=== Information given ===
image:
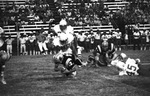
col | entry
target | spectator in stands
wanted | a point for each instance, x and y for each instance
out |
(23, 44)
(31, 40)
(97, 37)
(136, 41)
(87, 41)
(126, 40)
(147, 40)
(118, 39)
(143, 39)
(9, 41)
(41, 43)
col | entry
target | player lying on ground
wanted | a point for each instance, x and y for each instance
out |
(103, 54)
(67, 63)
(67, 57)
(126, 65)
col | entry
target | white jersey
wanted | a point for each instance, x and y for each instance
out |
(69, 29)
(129, 66)
(56, 40)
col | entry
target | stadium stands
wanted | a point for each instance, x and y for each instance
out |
(10, 29)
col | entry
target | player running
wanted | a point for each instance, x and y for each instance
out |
(67, 57)
(103, 54)
(126, 65)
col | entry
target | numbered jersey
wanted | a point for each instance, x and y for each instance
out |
(131, 66)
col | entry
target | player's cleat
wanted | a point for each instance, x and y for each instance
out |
(3, 81)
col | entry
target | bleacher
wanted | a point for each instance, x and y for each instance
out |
(3, 3)
(10, 29)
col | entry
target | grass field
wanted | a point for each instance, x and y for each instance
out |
(34, 76)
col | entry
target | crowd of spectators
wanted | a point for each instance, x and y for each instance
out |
(82, 13)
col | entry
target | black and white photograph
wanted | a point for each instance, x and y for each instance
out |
(74, 47)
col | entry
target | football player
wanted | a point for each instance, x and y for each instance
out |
(67, 57)
(126, 65)
(104, 52)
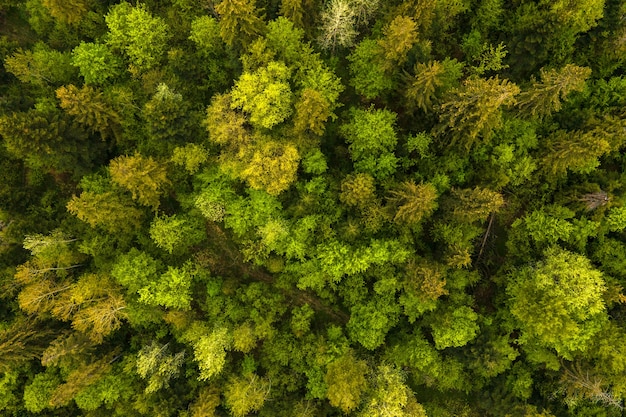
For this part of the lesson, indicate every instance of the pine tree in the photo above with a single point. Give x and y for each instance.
(430, 81)
(67, 11)
(246, 394)
(413, 202)
(89, 108)
(144, 177)
(558, 302)
(240, 22)
(545, 97)
(474, 110)
(338, 25)
(346, 378)
(110, 210)
(399, 38)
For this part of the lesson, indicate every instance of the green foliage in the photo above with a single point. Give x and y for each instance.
(474, 110)
(239, 21)
(96, 63)
(454, 327)
(38, 392)
(272, 167)
(346, 380)
(205, 33)
(358, 190)
(209, 350)
(246, 394)
(139, 35)
(431, 80)
(391, 396)
(369, 78)
(545, 97)
(88, 107)
(432, 233)
(67, 11)
(399, 38)
(157, 366)
(41, 65)
(338, 25)
(558, 303)
(413, 202)
(372, 139)
(175, 233)
(144, 177)
(265, 95)
(109, 210)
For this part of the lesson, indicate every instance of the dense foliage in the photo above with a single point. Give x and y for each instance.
(312, 208)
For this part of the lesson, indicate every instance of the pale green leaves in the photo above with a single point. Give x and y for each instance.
(265, 95)
(158, 366)
(142, 37)
(558, 302)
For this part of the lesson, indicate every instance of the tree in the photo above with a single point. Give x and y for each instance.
(171, 290)
(41, 65)
(358, 190)
(67, 11)
(144, 177)
(476, 204)
(209, 349)
(430, 81)
(246, 394)
(293, 10)
(545, 97)
(454, 327)
(239, 21)
(79, 379)
(312, 111)
(21, 342)
(413, 202)
(110, 210)
(338, 25)
(89, 108)
(372, 139)
(474, 110)
(96, 63)
(574, 151)
(272, 167)
(390, 396)
(367, 67)
(205, 404)
(191, 157)
(134, 31)
(44, 139)
(38, 392)
(346, 378)
(226, 127)
(423, 283)
(158, 366)
(265, 95)
(399, 38)
(558, 302)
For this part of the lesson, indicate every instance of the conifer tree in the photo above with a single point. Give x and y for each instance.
(475, 110)
(144, 177)
(545, 97)
(89, 108)
(558, 303)
(413, 202)
(67, 11)
(346, 378)
(239, 21)
(399, 38)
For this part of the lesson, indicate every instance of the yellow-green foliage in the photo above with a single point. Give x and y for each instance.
(272, 168)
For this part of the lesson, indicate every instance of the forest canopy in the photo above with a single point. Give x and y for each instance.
(312, 208)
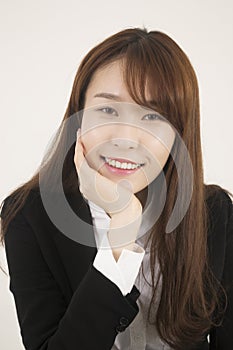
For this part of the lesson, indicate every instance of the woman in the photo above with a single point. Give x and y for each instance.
(155, 270)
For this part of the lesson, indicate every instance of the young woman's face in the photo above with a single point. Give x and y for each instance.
(116, 128)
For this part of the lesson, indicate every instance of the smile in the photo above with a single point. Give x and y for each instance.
(117, 166)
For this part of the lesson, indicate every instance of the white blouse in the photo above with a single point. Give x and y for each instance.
(126, 272)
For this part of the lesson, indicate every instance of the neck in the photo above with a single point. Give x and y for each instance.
(142, 196)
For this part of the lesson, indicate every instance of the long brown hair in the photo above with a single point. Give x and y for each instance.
(190, 293)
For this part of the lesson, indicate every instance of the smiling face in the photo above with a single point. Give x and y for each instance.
(114, 127)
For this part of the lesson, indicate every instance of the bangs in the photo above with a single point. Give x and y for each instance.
(149, 76)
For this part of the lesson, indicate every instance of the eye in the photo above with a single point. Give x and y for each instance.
(153, 116)
(108, 110)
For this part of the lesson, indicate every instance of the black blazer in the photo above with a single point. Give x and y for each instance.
(64, 303)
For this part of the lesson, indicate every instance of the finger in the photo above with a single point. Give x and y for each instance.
(78, 154)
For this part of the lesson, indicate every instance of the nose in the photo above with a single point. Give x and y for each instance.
(125, 137)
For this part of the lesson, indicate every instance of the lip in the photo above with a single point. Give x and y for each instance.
(118, 171)
(122, 160)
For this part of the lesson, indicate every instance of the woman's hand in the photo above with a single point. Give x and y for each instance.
(110, 196)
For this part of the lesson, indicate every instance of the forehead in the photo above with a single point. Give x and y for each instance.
(109, 80)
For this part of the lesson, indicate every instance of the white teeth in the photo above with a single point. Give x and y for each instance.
(120, 165)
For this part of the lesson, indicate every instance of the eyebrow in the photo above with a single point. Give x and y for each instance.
(108, 96)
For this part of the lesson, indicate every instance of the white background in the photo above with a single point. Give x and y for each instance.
(42, 44)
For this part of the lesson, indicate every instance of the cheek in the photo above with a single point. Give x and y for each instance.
(159, 153)
(90, 140)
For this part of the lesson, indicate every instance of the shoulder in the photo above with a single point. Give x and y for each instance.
(219, 205)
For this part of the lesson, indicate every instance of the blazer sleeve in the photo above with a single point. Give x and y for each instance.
(222, 337)
(97, 310)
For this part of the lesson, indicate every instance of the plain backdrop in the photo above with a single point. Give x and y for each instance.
(42, 44)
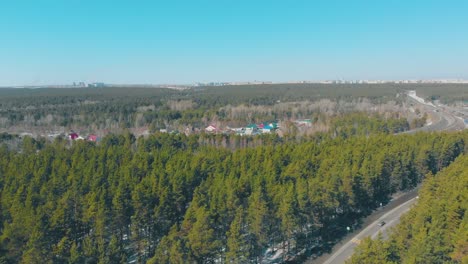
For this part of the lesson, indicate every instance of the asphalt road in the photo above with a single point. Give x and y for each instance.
(446, 120)
(390, 213)
(391, 219)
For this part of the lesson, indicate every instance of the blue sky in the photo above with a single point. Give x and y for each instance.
(62, 41)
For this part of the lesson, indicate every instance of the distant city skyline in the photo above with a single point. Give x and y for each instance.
(55, 42)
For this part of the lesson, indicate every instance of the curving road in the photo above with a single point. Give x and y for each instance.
(446, 121)
(391, 219)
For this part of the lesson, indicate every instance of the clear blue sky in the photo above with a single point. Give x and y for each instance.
(175, 41)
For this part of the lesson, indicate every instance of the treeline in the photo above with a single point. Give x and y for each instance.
(129, 107)
(173, 199)
(434, 231)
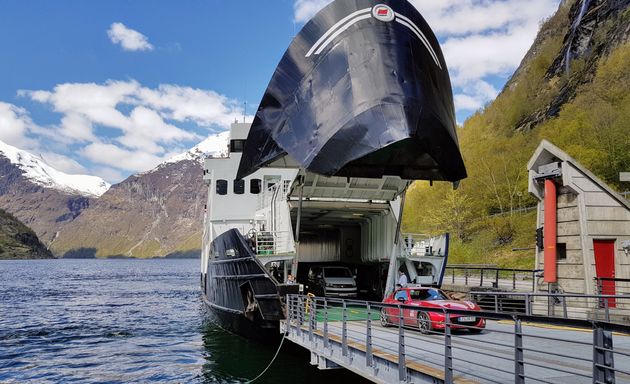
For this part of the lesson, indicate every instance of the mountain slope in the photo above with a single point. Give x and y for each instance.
(155, 213)
(581, 104)
(36, 170)
(17, 241)
(40, 196)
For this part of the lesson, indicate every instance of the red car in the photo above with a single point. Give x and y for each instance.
(422, 297)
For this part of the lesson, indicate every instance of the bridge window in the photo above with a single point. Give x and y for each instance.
(237, 145)
(239, 187)
(221, 187)
(254, 186)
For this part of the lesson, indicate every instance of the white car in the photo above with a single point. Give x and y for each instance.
(332, 281)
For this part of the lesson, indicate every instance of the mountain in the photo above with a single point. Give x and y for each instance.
(36, 170)
(573, 89)
(40, 196)
(154, 213)
(17, 241)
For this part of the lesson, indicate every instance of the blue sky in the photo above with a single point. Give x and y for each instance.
(111, 88)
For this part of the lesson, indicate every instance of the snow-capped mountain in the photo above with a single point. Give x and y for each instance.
(39, 172)
(153, 213)
(215, 145)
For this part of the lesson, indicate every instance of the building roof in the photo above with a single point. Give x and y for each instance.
(547, 153)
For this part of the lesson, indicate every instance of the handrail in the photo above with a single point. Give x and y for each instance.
(271, 242)
(590, 357)
(495, 274)
(603, 302)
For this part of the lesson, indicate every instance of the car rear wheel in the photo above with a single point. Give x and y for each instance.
(384, 318)
(424, 323)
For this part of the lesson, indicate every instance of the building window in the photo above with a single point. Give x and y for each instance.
(221, 187)
(239, 187)
(254, 186)
(237, 145)
(561, 251)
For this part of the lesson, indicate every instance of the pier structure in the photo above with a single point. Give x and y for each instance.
(366, 339)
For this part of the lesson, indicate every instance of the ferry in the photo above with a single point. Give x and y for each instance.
(359, 107)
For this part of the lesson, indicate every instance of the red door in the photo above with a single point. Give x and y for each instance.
(605, 267)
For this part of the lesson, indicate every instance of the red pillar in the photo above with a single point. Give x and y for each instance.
(550, 235)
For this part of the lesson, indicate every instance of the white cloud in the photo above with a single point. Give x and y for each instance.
(127, 127)
(15, 123)
(480, 38)
(109, 174)
(120, 158)
(63, 163)
(304, 10)
(129, 39)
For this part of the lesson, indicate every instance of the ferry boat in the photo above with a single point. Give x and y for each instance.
(358, 108)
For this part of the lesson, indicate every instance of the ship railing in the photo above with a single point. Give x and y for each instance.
(611, 308)
(269, 243)
(274, 193)
(383, 341)
(489, 275)
(419, 244)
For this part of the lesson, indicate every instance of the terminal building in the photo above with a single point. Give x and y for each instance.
(583, 234)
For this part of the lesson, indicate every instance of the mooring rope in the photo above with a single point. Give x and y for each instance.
(271, 362)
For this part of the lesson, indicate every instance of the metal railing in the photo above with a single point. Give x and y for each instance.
(377, 340)
(493, 277)
(271, 243)
(615, 308)
(612, 286)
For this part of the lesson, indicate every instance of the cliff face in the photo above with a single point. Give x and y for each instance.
(573, 89)
(157, 213)
(17, 241)
(592, 29)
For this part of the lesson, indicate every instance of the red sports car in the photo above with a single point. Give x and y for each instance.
(422, 297)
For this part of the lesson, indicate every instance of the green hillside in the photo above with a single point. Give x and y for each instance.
(592, 123)
(17, 241)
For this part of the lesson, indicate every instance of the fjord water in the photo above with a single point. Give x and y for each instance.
(121, 321)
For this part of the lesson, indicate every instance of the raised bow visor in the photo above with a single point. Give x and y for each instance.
(362, 91)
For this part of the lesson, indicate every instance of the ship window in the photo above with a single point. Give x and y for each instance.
(255, 186)
(239, 187)
(286, 184)
(221, 187)
(237, 145)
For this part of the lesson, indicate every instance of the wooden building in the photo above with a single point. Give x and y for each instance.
(585, 227)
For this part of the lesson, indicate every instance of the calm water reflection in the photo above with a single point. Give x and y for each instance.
(119, 321)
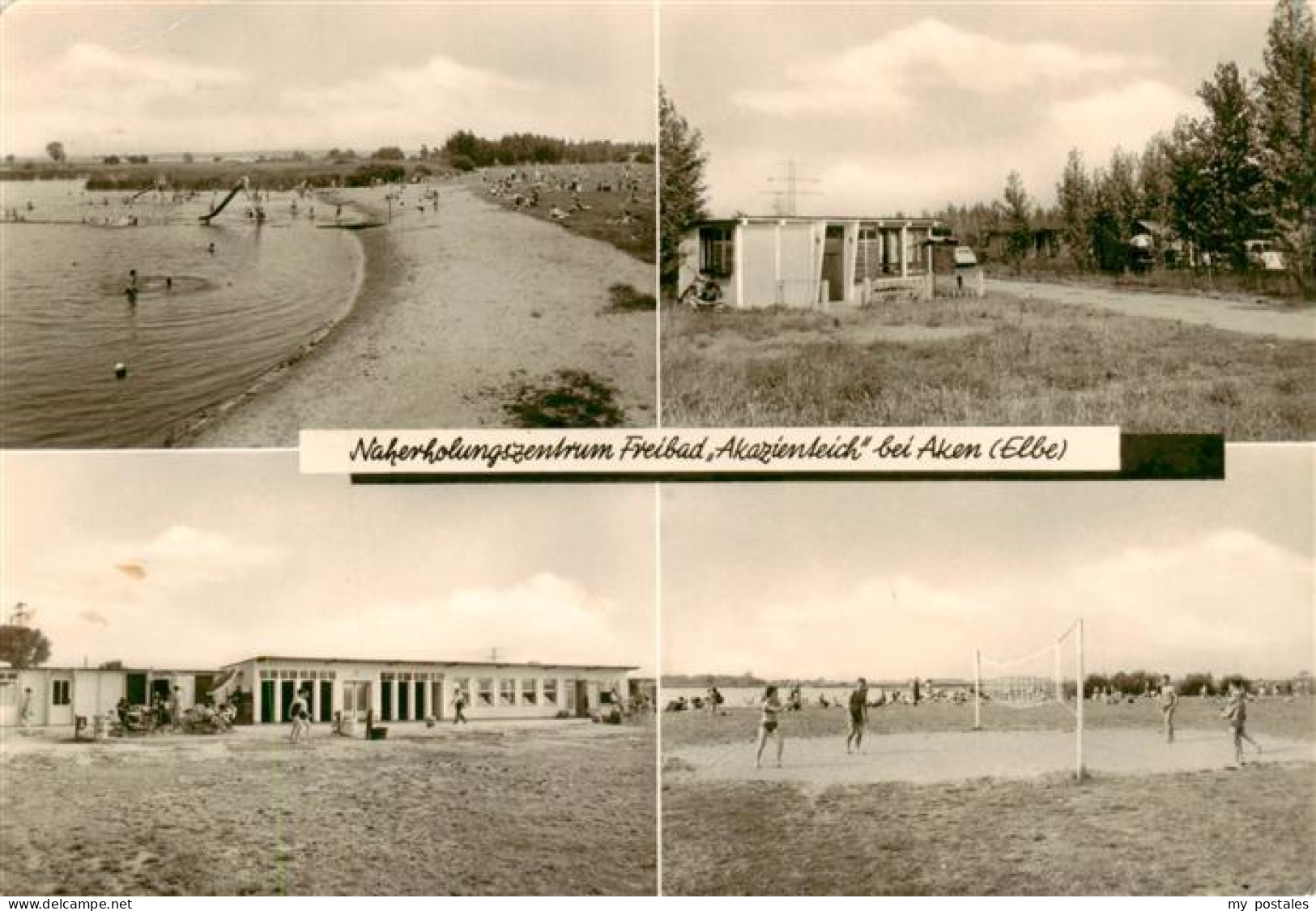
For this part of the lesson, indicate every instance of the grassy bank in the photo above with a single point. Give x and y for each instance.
(545, 810)
(610, 216)
(981, 362)
(1278, 286)
(1273, 717)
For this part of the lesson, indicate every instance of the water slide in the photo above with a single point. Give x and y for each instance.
(225, 202)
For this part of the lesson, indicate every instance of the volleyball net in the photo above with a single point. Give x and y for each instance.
(1036, 682)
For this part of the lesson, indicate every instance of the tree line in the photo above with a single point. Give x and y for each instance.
(1244, 172)
(466, 151)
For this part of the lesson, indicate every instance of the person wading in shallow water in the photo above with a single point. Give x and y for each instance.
(1169, 702)
(858, 715)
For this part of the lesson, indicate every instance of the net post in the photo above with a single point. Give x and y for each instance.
(978, 690)
(1078, 692)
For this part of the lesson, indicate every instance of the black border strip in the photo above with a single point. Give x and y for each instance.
(1143, 457)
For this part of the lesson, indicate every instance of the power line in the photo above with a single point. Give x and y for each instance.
(787, 195)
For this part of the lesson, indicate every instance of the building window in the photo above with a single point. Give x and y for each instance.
(716, 250)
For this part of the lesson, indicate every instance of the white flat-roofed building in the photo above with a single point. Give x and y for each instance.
(58, 696)
(810, 261)
(415, 690)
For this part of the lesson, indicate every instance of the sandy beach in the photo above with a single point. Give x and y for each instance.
(549, 807)
(458, 307)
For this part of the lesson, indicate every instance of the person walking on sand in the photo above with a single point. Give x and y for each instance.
(175, 710)
(25, 709)
(1236, 713)
(1169, 702)
(458, 706)
(858, 717)
(769, 726)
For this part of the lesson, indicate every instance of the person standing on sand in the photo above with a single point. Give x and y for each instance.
(1169, 702)
(298, 711)
(769, 726)
(175, 709)
(25, 709)
(858, 717)
(458, 706)
(1236, 713)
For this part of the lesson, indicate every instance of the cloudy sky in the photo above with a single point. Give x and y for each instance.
(895, 581)
(907, 107)
(196, 560)
(200, 77)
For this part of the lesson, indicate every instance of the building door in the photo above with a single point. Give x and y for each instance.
(287, 692)
(137, 689)
(266, 702)
(326, 700)
(833, 262)
(8, 703)
(61, 700)
(203, 688)
(356, 700)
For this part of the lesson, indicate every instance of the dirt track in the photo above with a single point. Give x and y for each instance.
(1249, 317)
(943, 757)
(458, 305)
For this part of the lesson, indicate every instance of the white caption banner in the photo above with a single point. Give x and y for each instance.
(724, 450)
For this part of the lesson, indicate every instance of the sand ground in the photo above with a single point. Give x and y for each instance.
(1235, 315)
(956, 756)
(552, 807)
(457, 307)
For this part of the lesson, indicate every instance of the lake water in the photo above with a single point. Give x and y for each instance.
(228, 316)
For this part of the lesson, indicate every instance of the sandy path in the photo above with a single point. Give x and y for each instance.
(456, 307)
(1250, 317)
(491, 809)
(941, 757)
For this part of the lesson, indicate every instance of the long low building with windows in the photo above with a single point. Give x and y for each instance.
(59, 696)
(263, 689)
(416, 690)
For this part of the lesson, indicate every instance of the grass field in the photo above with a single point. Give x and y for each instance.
(982, 362)
(545, 809)
(1236, 832)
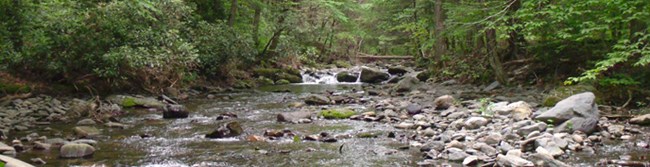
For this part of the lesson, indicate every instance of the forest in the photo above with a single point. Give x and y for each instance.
(95, 48)
(148, 45)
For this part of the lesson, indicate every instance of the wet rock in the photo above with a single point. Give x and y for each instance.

=== What to do ===
Exactly how many lines in the data above hold "stands"? State that number only.

=== Solved exercise ===
2